Objective: Write out the part of the passage about Herndon's Lincoln biography that begins with the words "Some of Herndon’s" and stops after the words "know it or not.".

Page extract:
____
But the vast majority of lesser books can be traced back to a single volume. Biblical scholars like to talk about “Q,” a long-vanished compilation of the sayings and stories of Jesus that the Gospel writers evidently used as source material in composing their separate accounts. Herndon’s Lincoln: The True Story of a Great Life (1889) is the Q of Lincoln literature, the wellspring of much of what we know, or think we know, about Lincoln’s character and pre-presidential life. It is a rambling, eccentric, ill-proportioned, and oddly beautiful biography, written by Lincoln’s final law partner, William Herndon.
 
They were an odd couple. Lincoln called his partner Billy and Herndon called him Mr. Lincoln. Where the senior partner was cool and reserved and ironical, Herndon was high-spirited and earnest and easily swayed. Lincoln never tipped his hand in matters of religion and theology; Herndon shocked the locals of Springfield, Illinois, by loudly declaring himself an infidel and free-thinker. Lincoln was a teetotaler and Herndon drank—episodically but heroically.
 
Their difference in character was well illustrated when a young man came to their law office bearing a new autograph book. Lincoln wrote simply, “Today, Feb. 23, 1858, the owner honored me with the privilege of writing the first name in this book—A. Lincoln.” Herndon autographed the page in a much larger hand: “The struggles of this age and succeeding generations for God and man—Religion—Humanity and Liberty with all their complex and grand relations—may they triumph and. . . .” It went on from there.
 
Herndon loved Lincoln extravagantly, as both friend and statesman. When news of his partner’s murder reached Springfield, where the shingle of “Lincoln and Herndon” still hung outside his law office, he embarked on a journalistic endeavor unique in American historiography: He interviewed or corresponded with everyone he could find who knew Lincoln, traveling from Chicago to southern Indiana and countless hamlets between. Eventually he lapsed into a prolonged period of depression and penury, but with the help of a friendly journalist he was at last able to fashion the mountain of notes and recollections into a book that was published two years before his death in 1891. From it we get the foundational images of Lincoln: the backwoods boy repulsed by his first sight of slavery, the dreamy romantic heartbroken by the early death of his friend and maybe-sweetheart Ann Rutledge, the folksy lawyer with the steel-trap mind.
 
Some of Herndon’s material has been debunked in its particulars, but with its telling personal details and flavorsome accounts of frontier life—it reads in parts as vividly as a forgotten chapter from Mark Twain’s Life on the Mississippi—no reader will doubt the enduring value of “the essential book,” as the Lincoln scholar David Herbert Donald called it. It is impossible for biographers to take on Lincoln without filtering their work through Billy Herndon, whether they know it or not.
____
(Collection entries)
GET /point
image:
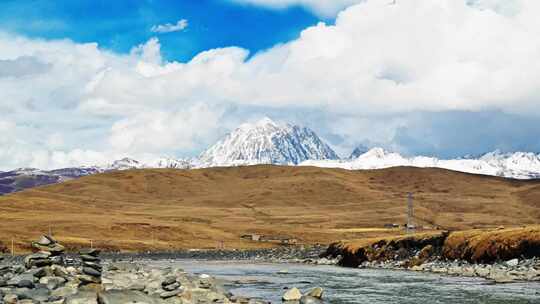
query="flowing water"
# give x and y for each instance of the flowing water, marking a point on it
(346, 285)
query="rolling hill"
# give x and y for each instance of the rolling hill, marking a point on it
(204, 208)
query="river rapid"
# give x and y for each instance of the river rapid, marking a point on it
(346, 285)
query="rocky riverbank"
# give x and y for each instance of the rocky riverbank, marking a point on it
(310, 254)
(503, 256)
(50, 276)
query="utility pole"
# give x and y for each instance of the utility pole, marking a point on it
(410, 213)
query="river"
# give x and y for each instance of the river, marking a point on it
(346, 285)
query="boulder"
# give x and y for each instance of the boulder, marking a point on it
(91, 271)
(11, 299)
(169, 294)
(54, 249)
(83, 297)
(89, 258)
(316, 292)
(52, 282)
(90, 251)
(45, 240)
(125, 296)
(512, 262)
(22, 280)
(293, 294)
(310, 300)
(169, 280)
(171, 287)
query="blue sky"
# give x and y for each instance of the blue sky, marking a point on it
(119, 25)
(87, 82)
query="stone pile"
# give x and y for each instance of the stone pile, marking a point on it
(294, 295)
(43, 279)
(91, 268)
(49, 252)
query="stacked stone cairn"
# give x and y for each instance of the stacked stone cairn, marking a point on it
(49, 252)
(91, 266)
(43, 278)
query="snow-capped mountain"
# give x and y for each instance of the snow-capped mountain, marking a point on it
(513, 165)
(358, 151)
(172, 163)
(125, 163)
(266, 142)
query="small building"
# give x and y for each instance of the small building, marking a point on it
(252, 237)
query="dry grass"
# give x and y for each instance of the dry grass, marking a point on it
(492, 245)
(171, 209)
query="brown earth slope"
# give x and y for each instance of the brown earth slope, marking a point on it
(166, 209)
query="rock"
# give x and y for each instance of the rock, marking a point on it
(425, 253)
(11, 299)
(64, 292)
(39, 259)
(38, 294)
(171, 287)
(512, 263)
(90, 251)
(169, 280)
(54, 249)
(25, 284)
(89, 258)
(52, 282)
(22, 280)
(293, 294)
(83, 297)
(88, 279)
(316, 292)
(124, 296)
(60, 271)
(94, 265)
(310, 300)
(168, 294)
(91, 271)
(43, 272)
(45, 241)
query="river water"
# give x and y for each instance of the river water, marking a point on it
(346, 285)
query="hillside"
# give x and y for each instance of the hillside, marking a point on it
(168, 208)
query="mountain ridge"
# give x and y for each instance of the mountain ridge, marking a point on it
(267, 142)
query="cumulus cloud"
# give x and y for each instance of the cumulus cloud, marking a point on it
(179, 26)
(325, 8)
(367, 73)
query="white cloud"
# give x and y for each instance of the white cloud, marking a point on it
(179, 26)
(325, 8)
(377, 59)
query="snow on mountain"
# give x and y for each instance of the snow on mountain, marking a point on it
(266, 142)
(519, 165)
(125, 163)
(358, 151)
(172, 163)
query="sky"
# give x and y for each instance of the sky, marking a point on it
(87, 82)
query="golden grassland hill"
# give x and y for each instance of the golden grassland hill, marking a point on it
(164, 209)
(475, 245)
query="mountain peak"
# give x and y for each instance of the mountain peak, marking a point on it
(266, 142)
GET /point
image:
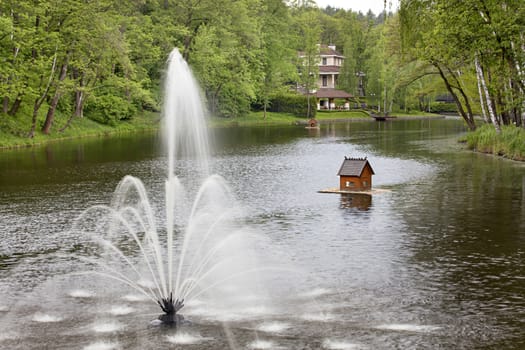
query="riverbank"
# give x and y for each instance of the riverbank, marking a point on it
(510, 143)
(14, 131)
(258, 119)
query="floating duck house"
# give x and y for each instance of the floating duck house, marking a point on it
(355, 174)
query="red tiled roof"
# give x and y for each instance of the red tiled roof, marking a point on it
(332, 93)
(329, 69)
(325, 50)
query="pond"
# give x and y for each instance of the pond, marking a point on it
(434, 260)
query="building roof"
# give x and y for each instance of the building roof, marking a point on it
(332, 93)
(329, 69)
(354, 167)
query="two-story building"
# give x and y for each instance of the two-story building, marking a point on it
(330, 64)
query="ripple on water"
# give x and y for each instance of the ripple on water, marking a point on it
(263, 344)
(319, 317)
(107, 327)
(340, 345)
(45, 318)
(120, 310)
(134, 297)
(81, 293)
(273, 327)
(406, 327)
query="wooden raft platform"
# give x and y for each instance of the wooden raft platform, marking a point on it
(337, 190)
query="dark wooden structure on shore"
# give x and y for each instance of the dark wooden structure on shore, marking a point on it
(355, 174)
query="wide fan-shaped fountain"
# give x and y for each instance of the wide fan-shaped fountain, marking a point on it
(203, 252)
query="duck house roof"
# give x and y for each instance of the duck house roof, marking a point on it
(354, 167)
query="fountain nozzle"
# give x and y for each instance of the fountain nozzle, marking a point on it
(170, 308)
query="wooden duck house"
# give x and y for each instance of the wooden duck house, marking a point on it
(355, 174)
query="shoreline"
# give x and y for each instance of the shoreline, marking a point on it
(253, 120)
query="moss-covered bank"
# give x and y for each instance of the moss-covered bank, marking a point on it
(510, 143)
(14, 131)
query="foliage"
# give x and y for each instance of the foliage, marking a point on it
(295, 104)
(510, 143)
(63, 60)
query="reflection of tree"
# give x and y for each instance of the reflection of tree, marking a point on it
(465, 233)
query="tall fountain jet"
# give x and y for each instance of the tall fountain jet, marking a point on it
(185, 134)
(203, 252)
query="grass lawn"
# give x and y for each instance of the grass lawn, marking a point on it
(510, 143)
(14, 130)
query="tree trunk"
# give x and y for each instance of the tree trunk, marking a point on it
(5, 105)
(468, 119)
(481, 80)
(15, 106)
(480, 92)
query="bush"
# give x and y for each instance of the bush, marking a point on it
(292, 103)
(443, 107)
(109, 109)
(510, 143)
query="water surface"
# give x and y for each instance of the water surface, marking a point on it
(434, 262)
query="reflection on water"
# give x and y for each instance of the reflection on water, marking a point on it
(360, 201)
(438, 261)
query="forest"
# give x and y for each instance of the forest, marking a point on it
(104, 60)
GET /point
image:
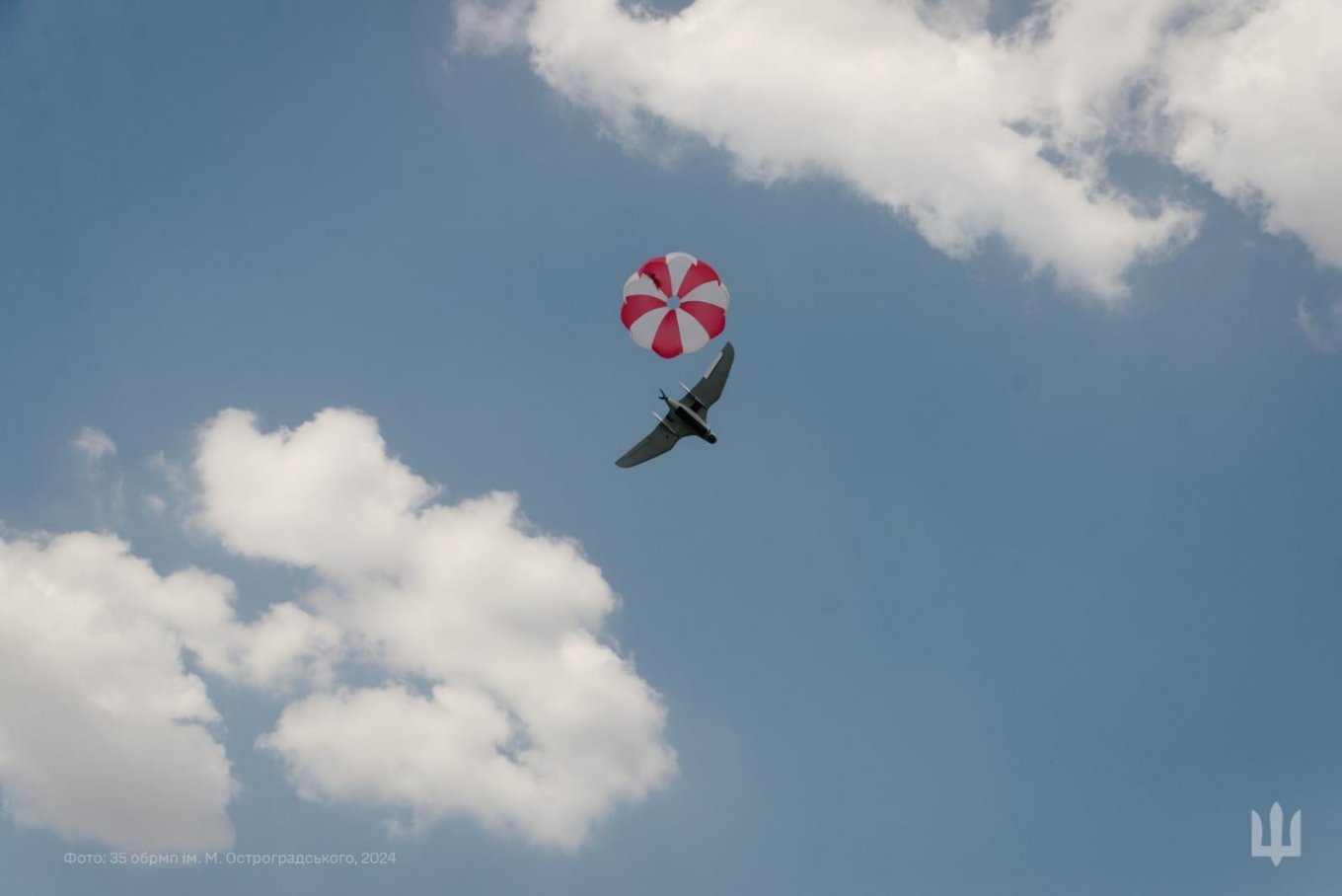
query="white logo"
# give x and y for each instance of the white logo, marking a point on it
(1274, 848)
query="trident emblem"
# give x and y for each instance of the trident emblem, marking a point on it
(1275, 850)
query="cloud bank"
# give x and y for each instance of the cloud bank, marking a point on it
(502, 703)
(968, 134)
(496, 695)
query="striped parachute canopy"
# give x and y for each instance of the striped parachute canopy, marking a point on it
(674, 305)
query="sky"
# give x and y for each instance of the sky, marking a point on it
(1013, 570)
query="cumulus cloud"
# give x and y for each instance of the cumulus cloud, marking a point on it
(1255, 97)
(502, 701)
(1322, 328)
(94, 444)
(498, 697)
(104, 732)
(970, 134)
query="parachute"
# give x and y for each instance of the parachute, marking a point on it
(674, 305)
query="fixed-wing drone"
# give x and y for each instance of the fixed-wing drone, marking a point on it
(685, 417)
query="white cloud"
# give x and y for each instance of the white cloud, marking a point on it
(104, 734)
(499, 699)
(530, 723)
(1256, 98)
(1320, 328)
(94, 444)
(920, 108)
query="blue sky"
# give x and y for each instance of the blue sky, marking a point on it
(992, 585)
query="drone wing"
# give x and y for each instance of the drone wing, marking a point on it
(658, 441)
(710, 388)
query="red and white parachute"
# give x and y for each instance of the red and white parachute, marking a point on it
(674, 305)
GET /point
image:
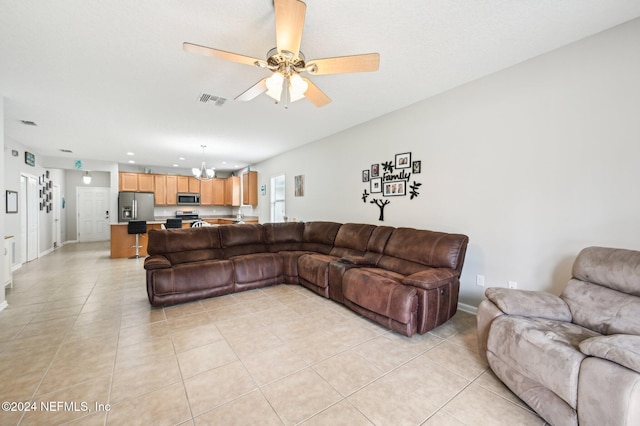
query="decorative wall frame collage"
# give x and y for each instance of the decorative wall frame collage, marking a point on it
(391, 179)
(46, 192)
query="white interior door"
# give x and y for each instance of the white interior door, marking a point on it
(30, 226)
(93, 214)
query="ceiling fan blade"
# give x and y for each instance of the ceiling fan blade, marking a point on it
(220, 54)
(289, 24)
(345, 64)
(315, 95)
(253, 91)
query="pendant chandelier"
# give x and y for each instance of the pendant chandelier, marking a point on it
(203, 173)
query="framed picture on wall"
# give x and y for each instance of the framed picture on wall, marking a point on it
(299, 185)
(395, 188)
(403, 161)
(376, 185)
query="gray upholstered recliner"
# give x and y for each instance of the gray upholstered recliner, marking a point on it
(574, 359)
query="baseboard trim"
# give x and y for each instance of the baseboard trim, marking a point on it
(468, 308)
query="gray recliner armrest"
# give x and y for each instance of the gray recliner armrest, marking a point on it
(623, 349)
(529, 303)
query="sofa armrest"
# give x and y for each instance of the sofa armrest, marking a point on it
(529, 303)
(622, 349)
(156, 261)
(430, 278)
(356, 260)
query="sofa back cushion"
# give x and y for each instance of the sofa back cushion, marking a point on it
(604, 293)
(284, 236)
(618, 269)
(409, 250)
(186, 245)
(602, 309)
(246, 238)
(352, 239)
(319, 236)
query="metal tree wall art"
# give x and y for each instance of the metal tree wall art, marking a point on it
(391, 179)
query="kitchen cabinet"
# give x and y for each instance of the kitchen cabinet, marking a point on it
(232, 191)
(206, 193)
(250, 188)
(183, 184)
(171, 190)
(127, 181)
(136, 182)
(218, 192)
(160, 189)
(145, 182)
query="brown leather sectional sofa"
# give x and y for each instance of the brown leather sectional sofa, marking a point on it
(403, 278)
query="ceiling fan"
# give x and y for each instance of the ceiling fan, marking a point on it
(286, 61)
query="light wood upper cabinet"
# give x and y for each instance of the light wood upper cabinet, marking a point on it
(218, 192)
(160, 189)
(127, 181)
(145, 182)
(194, 185)
(171, 190)
(250, 188)
(232, 191)
(206, 193)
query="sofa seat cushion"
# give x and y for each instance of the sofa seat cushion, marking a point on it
(543, 350)
(380, 294)
(257, 267)
(193, 276)
(314, 268)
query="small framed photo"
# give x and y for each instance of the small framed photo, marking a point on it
(376, 185)
(403, 161)
(395, 188)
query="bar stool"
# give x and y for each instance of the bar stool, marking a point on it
(174, 223)
(137, 227)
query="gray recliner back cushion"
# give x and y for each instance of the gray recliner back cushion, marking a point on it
(602, 309)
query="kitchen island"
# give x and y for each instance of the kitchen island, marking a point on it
(122, 243)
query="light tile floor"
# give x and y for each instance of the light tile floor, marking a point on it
(80, 344)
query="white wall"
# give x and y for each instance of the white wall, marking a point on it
(533, 163)
(3, 302)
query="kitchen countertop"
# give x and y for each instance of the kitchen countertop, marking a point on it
(163, 219)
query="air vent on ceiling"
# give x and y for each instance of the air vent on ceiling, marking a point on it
(206, 98)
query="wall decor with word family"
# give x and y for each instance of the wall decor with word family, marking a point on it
(390, 179)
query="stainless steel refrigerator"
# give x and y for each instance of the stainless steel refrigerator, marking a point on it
(135, 206)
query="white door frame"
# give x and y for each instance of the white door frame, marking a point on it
(82, 214)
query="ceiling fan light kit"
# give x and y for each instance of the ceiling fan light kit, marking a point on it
(286, 62)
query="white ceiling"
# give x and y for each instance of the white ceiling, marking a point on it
(105, 77)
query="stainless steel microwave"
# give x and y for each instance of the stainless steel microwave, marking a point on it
(188, 199)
____
Task result:
Some of Herndon’s material has been debunked in its particulars, but with its telling personal details and flavorsome accounts of frontier life—it reads in parts as vividly as a forgotten chapter from Mark Twain’s Life on the Mississippi—no reader will doubt the enduring value of “the essential book,” as the Lincoln scholar David Herbert Donald called it. It is impossible for biographers to take on Lincoln without filtering their work through Billy Herndon, whether they know it or not.